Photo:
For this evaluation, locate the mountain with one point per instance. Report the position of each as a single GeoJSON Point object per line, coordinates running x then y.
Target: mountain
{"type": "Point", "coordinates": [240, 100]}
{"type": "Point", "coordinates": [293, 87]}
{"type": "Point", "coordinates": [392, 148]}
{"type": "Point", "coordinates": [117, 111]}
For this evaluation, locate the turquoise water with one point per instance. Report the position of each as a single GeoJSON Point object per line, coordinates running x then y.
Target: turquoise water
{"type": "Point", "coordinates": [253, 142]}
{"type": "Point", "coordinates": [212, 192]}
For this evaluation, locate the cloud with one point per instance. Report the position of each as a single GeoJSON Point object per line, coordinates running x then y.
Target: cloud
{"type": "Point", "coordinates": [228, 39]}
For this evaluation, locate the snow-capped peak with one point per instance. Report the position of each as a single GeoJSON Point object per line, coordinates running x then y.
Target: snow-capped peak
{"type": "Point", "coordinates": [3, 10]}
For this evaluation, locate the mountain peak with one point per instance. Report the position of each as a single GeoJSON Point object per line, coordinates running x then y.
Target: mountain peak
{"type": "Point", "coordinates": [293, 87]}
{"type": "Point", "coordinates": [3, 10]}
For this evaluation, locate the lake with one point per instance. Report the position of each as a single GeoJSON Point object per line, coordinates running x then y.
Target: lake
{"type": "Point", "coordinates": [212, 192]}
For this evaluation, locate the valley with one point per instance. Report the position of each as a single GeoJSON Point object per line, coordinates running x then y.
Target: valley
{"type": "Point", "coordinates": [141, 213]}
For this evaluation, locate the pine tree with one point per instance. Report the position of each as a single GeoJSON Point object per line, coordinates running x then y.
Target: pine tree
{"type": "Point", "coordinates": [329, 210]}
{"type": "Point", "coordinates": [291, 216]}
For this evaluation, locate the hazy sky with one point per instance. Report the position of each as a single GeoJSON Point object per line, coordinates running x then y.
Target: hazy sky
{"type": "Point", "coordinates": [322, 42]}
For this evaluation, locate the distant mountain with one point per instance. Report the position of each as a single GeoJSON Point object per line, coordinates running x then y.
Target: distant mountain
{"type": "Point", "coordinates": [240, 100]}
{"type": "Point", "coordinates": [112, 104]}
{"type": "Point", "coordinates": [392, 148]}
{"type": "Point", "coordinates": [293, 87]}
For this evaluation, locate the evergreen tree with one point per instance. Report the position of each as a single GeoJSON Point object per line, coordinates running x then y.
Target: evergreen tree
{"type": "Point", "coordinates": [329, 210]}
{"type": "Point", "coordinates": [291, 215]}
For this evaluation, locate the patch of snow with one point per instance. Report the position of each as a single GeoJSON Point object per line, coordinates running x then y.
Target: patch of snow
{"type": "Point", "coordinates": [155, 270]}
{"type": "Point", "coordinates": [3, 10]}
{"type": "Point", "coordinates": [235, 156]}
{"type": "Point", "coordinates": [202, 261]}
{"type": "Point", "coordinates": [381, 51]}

|---|

▶ Set exercise:
Repeat exactly the lines from the line containing "For this evaluation, locate the patch" through the last line of the records above, including both, and nothing else.

▶ Solution to the exercise:
For this evaluation, locate the patch of snow with one point per instance. Report the position of each as a single GeoJSON Point object per line, coordinates running x then y.
Target: patch of snow
{"type": "Point", "coordinates": [155, 270]}
{"type": "Point", "coordinates": [3, 10]}
{"type": "Point", "coordinates": [235, 156]}
{"type": "Point", "coordinates": [202, 261]}
{"type": "Point", "coordinates": [381, 51]}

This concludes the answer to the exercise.